↓↓↓
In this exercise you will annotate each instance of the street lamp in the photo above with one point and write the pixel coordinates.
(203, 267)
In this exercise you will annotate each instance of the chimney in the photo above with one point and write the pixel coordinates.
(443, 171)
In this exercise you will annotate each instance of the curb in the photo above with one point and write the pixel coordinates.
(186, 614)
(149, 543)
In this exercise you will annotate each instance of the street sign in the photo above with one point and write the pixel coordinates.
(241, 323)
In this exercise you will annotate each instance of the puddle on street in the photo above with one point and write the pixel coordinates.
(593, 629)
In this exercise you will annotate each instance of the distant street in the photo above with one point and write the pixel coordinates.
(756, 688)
↑↑↑
↓↓↓
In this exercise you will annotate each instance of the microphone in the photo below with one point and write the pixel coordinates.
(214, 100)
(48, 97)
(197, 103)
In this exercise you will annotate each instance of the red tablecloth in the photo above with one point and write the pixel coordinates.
↑↑↑
_Prompt:_
Look above for the line with "of the microphone" and the line with "In this exercise you will annotate each instance of the red"; transcribe both and all lines in between, exactly, and nothing else.

_Reply to the task:_
In this exercise you will annotate each instance of the microphone in the photo below with one point and write the pixel coordinates.
(214, 100)
(48, 97)
(197, 103)
In this exercise you will annotate each instance of the red tablecloth in the photo above with one point and write the pixel coordinates.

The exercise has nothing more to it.